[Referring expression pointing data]

★ ★ ★

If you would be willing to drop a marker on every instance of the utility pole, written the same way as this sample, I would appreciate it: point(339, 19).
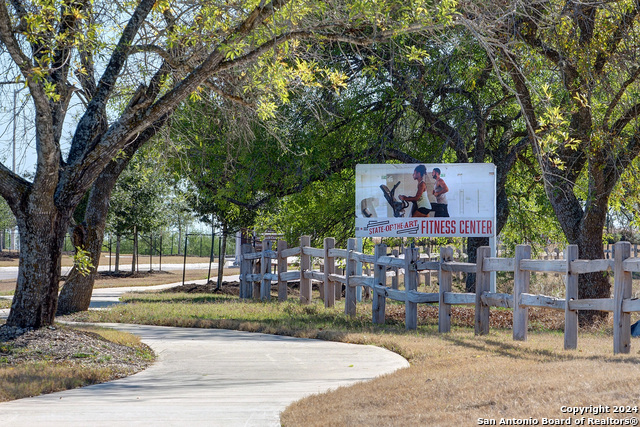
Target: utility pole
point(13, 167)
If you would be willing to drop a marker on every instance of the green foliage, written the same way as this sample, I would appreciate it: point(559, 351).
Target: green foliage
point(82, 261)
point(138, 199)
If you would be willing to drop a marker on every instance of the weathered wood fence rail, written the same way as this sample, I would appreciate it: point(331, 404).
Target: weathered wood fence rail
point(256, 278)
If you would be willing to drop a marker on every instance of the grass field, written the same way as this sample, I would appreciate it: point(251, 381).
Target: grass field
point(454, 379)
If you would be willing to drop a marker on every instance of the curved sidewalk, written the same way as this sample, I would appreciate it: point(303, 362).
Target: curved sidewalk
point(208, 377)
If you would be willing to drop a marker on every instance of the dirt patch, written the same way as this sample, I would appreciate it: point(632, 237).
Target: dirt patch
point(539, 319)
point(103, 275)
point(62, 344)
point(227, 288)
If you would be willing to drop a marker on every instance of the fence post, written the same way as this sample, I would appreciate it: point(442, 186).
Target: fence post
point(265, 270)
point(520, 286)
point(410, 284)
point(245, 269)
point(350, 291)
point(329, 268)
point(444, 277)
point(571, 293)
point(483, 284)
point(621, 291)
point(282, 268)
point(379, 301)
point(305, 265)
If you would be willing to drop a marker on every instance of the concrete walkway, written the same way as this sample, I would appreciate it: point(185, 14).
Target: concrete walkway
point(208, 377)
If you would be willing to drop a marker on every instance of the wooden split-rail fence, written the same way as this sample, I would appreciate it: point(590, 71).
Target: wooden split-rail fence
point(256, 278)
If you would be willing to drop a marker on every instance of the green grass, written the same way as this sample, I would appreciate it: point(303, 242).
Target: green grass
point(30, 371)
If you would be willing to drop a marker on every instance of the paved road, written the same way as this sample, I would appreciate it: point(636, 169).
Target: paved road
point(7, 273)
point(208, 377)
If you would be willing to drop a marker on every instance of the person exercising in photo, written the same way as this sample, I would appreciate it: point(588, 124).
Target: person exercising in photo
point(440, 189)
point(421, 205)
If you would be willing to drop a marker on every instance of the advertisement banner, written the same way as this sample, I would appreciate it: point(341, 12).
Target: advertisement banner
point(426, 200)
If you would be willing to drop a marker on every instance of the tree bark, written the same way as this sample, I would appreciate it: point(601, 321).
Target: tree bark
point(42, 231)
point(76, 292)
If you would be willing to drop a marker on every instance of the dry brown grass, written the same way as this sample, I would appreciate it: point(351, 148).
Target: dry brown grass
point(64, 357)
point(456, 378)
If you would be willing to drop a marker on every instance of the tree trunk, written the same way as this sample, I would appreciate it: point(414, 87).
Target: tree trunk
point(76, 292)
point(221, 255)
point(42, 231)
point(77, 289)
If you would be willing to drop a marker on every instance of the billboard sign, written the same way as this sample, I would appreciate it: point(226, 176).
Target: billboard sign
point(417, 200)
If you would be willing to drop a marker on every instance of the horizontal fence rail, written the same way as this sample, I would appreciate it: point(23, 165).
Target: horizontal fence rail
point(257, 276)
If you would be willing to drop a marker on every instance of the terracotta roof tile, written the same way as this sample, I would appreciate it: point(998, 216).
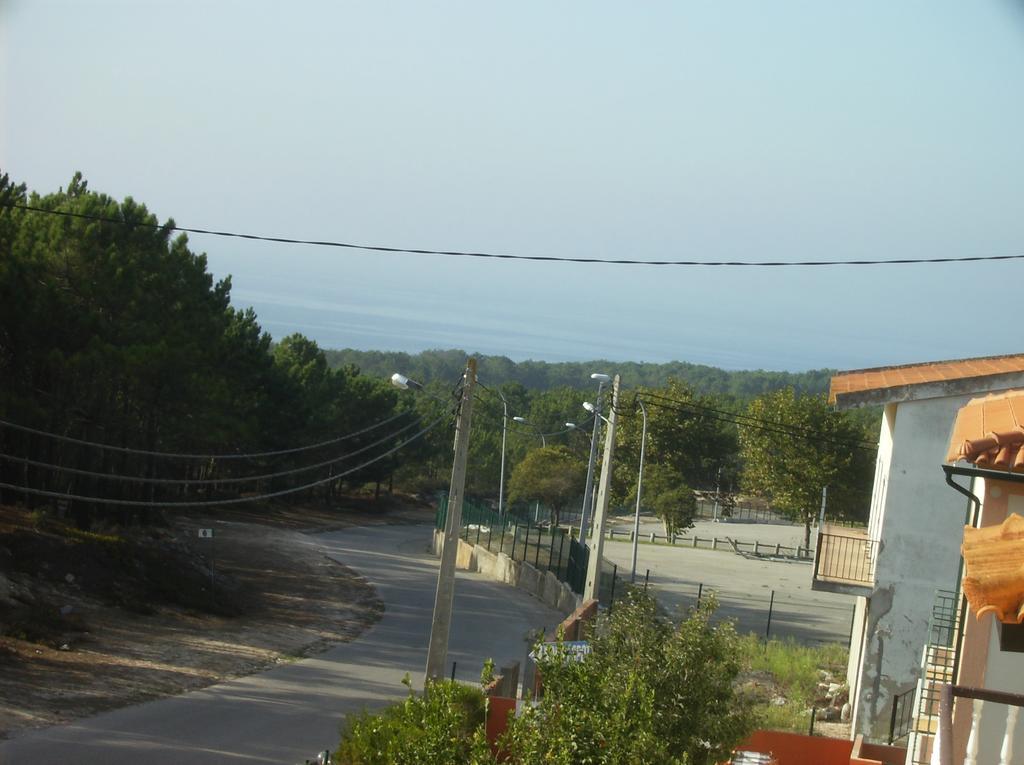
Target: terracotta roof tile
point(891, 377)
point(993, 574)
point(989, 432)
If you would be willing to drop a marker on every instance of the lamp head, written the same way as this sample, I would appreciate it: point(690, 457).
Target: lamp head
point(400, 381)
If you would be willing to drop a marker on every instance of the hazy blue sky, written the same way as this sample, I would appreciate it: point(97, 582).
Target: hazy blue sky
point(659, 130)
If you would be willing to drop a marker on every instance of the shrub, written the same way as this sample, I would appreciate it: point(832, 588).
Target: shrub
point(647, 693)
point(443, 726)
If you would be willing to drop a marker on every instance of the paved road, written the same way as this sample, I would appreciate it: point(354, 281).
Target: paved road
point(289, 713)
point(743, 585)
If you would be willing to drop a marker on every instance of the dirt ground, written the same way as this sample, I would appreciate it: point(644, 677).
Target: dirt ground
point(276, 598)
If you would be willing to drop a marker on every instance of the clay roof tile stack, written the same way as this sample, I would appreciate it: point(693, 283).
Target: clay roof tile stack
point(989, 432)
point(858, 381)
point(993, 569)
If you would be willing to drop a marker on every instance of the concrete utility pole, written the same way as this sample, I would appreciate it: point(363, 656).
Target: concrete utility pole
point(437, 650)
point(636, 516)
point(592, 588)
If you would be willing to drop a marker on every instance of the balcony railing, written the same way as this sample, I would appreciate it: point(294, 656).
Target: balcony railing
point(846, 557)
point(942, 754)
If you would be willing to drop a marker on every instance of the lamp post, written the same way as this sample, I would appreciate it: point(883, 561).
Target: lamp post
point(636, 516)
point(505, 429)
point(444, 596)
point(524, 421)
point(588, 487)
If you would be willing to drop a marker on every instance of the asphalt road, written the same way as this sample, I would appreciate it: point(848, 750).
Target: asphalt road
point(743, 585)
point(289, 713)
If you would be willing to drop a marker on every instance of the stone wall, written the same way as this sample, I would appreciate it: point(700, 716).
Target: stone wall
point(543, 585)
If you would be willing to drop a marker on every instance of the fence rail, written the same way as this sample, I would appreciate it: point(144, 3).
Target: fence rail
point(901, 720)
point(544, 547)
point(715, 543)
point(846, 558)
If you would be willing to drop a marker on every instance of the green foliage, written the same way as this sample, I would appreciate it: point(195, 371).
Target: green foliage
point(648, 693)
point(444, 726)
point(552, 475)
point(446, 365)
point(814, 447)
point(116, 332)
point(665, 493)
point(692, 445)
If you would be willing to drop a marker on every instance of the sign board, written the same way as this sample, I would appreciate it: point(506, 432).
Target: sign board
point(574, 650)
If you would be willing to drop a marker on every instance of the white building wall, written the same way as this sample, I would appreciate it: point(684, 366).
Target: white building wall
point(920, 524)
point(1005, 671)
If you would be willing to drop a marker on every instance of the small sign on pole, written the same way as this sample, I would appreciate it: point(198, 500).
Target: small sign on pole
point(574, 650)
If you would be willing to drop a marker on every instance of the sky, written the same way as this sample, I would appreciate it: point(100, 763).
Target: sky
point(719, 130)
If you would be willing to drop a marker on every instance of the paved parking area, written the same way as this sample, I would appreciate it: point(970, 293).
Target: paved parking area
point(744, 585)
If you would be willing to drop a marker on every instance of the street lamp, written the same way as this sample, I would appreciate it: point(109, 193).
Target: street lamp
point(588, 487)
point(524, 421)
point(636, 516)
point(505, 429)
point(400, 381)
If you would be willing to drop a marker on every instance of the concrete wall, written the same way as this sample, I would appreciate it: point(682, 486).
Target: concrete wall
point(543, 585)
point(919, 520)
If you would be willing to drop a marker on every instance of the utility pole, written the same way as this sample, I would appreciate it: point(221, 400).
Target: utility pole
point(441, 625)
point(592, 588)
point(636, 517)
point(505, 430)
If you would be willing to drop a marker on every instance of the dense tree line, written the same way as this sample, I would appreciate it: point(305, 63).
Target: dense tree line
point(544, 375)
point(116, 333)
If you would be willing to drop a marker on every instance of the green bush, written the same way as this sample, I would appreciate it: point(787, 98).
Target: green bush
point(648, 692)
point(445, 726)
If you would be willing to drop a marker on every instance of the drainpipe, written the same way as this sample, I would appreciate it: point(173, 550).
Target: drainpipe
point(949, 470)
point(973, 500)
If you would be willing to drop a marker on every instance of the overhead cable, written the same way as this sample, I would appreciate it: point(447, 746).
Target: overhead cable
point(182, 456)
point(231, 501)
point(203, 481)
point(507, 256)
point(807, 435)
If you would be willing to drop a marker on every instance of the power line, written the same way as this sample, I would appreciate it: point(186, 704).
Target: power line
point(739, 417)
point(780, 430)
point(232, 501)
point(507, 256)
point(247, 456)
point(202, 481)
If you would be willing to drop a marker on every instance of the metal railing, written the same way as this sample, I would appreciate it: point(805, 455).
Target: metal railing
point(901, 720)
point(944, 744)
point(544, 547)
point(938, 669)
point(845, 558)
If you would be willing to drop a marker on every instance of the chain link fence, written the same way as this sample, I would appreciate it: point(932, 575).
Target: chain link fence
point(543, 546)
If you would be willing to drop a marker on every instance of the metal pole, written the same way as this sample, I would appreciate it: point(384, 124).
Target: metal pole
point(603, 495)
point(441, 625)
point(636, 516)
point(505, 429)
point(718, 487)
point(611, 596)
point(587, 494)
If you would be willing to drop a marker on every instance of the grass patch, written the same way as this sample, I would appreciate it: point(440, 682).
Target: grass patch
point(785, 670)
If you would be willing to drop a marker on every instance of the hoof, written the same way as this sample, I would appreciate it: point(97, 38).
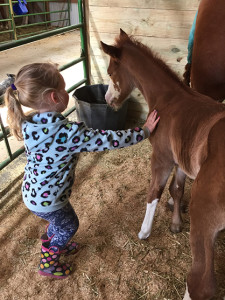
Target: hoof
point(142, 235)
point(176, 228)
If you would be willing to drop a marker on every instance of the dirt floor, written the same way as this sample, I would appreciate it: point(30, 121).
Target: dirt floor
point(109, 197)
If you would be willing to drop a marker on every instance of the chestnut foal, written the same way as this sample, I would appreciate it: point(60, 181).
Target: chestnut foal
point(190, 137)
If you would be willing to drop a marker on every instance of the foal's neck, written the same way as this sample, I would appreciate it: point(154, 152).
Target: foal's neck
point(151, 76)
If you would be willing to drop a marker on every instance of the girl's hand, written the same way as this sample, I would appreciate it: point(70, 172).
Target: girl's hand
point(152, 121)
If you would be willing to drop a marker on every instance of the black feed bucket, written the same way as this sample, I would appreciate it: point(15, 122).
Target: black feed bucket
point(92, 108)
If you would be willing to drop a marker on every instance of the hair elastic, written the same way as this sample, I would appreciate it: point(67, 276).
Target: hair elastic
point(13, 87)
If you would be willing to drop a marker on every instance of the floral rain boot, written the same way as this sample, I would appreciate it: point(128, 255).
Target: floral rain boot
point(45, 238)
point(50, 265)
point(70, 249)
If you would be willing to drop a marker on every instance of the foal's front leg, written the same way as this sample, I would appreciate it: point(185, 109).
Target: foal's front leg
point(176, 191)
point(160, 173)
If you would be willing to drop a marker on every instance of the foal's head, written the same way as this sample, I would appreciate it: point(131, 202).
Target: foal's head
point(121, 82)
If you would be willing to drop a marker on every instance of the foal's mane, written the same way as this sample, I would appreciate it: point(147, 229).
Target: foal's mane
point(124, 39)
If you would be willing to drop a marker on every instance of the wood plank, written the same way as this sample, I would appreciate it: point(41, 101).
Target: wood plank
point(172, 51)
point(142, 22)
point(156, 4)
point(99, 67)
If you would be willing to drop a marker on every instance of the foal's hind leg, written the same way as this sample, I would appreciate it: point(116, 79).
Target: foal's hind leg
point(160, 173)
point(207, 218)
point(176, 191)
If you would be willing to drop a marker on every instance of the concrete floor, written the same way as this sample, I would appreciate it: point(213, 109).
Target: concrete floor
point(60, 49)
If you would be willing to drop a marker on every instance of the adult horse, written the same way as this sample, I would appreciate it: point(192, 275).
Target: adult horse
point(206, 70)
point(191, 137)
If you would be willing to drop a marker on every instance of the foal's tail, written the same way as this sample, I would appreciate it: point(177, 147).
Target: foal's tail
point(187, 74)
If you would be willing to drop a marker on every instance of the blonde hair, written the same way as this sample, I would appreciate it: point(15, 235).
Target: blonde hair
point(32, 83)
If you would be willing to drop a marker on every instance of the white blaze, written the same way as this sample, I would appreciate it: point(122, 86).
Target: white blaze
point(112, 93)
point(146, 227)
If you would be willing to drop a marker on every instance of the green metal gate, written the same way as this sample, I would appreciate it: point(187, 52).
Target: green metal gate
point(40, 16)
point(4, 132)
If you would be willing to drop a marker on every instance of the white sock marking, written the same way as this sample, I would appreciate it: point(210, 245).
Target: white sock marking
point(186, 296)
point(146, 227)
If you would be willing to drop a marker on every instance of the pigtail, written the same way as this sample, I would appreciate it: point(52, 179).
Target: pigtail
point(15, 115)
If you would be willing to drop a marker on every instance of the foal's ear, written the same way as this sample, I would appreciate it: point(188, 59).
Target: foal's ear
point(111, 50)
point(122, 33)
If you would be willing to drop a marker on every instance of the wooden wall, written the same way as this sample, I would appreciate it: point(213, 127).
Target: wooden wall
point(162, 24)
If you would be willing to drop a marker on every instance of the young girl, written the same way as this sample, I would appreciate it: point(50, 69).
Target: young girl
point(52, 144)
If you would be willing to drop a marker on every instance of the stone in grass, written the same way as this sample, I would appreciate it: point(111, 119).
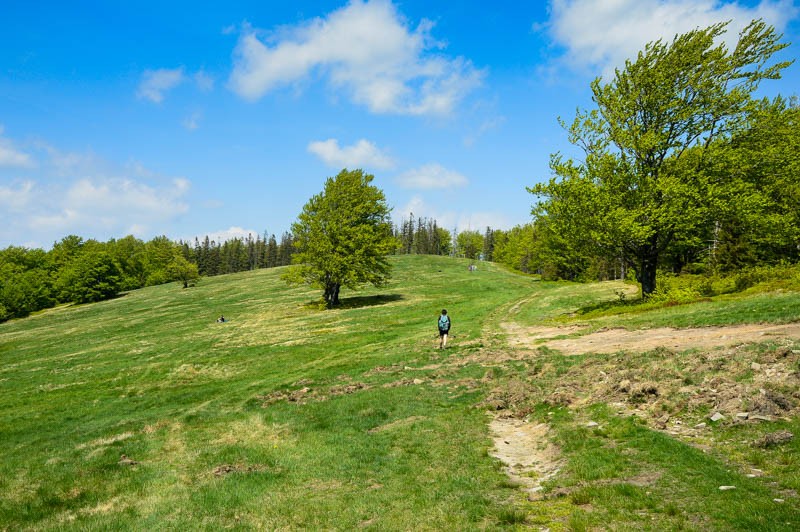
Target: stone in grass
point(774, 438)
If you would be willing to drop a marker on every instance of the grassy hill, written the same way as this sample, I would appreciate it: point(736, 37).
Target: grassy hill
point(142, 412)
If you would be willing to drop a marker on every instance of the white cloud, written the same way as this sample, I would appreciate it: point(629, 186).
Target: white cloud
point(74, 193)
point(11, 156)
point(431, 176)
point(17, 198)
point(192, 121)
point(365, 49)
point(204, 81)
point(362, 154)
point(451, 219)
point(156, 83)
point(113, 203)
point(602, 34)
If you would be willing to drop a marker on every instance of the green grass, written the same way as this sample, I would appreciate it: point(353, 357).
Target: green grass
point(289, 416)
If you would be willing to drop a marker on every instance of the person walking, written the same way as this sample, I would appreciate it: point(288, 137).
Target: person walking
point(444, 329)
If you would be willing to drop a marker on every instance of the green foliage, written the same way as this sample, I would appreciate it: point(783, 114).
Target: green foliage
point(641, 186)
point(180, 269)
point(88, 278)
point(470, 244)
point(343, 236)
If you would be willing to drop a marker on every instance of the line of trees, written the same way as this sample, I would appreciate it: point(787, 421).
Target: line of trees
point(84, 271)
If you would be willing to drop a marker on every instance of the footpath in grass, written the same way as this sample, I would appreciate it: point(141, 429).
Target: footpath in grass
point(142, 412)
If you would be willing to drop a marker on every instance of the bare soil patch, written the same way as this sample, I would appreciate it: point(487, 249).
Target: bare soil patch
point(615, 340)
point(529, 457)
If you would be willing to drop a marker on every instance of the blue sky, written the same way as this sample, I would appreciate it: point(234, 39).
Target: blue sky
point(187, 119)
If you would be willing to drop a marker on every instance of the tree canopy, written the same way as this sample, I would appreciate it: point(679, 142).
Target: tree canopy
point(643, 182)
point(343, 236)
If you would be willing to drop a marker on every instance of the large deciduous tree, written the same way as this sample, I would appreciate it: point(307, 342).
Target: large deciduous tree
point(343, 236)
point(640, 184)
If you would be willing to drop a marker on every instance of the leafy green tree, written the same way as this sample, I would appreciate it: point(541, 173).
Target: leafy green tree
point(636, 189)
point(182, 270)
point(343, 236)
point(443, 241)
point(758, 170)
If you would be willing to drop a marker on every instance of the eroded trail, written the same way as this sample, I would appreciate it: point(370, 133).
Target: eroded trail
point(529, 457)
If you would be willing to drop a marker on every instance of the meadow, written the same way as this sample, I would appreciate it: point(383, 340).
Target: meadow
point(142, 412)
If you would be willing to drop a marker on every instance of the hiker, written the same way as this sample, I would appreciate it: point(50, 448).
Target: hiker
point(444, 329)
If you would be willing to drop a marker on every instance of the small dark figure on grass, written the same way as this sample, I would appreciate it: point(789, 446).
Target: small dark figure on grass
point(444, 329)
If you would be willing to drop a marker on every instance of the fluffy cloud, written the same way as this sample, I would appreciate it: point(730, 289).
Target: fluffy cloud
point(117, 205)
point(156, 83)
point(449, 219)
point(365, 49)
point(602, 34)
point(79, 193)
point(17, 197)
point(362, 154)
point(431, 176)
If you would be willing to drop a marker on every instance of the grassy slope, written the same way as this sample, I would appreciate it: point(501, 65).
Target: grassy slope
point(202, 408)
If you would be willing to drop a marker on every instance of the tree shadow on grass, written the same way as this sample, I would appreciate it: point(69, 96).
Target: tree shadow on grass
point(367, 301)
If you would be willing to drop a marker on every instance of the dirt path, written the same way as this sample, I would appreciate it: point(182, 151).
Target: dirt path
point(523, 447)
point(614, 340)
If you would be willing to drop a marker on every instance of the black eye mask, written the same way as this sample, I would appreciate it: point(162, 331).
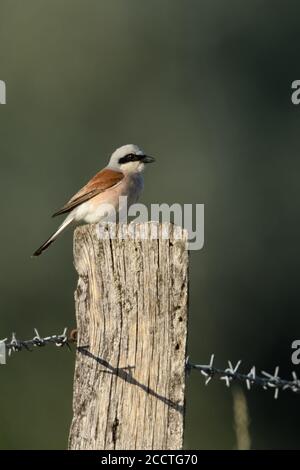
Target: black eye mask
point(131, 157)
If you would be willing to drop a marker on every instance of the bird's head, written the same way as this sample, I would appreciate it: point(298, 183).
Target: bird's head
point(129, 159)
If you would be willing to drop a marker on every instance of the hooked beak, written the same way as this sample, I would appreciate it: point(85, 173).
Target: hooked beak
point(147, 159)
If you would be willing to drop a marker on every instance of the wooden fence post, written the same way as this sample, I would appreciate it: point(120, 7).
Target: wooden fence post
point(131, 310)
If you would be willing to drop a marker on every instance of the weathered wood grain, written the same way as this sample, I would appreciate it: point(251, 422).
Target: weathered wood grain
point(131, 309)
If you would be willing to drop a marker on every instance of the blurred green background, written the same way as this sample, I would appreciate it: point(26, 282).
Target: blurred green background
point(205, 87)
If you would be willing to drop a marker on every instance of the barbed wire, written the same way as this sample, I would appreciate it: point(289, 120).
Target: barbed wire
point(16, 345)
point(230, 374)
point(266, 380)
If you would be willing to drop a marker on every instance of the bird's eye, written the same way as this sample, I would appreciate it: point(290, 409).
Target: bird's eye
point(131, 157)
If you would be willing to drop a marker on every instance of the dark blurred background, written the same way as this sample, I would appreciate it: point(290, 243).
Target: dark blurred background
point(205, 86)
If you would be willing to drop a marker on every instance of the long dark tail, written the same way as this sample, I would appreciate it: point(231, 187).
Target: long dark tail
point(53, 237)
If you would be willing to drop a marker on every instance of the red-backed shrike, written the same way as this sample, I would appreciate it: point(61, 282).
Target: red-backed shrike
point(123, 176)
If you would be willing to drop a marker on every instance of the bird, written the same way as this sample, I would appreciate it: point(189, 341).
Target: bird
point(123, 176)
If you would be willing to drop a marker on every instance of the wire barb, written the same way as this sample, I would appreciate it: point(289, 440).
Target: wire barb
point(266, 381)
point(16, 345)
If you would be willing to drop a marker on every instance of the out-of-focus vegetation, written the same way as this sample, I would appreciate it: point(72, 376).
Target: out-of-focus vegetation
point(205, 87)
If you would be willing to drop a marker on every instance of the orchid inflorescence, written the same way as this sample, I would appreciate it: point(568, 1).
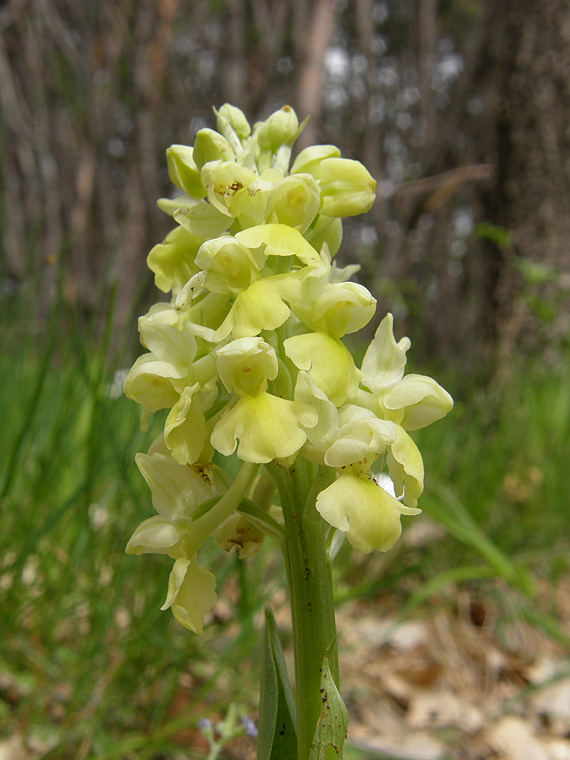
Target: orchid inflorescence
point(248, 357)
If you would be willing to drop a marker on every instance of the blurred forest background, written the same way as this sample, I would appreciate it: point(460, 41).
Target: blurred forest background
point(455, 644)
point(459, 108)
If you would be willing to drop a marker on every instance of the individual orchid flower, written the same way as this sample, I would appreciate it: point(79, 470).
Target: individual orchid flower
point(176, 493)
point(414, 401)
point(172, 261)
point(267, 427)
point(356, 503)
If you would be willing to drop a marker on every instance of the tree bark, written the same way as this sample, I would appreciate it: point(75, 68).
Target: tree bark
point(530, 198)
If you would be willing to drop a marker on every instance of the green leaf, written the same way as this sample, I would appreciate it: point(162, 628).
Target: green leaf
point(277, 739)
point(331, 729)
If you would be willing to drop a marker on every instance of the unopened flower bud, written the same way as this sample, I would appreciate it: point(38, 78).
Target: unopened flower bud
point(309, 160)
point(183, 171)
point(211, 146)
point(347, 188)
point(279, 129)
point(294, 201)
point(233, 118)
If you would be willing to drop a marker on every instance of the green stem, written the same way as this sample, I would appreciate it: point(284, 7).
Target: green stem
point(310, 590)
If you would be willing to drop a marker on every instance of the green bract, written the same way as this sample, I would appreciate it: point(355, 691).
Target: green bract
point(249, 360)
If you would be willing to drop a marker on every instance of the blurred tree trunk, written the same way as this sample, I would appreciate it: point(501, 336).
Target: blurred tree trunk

★ ★ ★

#### [Exercise goal]
From the opening line of the entries above to the line that holds "it: point(559, 351).", inclusive, reproduce each line exactly and omit any picture.

#### [Exercise solution]
If you would be willing to drop a marker on every instance of the utility pole, written the same way as this sample, I would appreciate it: point(339, 19).
Target: utility pole
point(13, 167)
If you would be willing to drop a marker on every instance of the green foliage, written the same way as this sample, I would appreciate it: point(559, 351).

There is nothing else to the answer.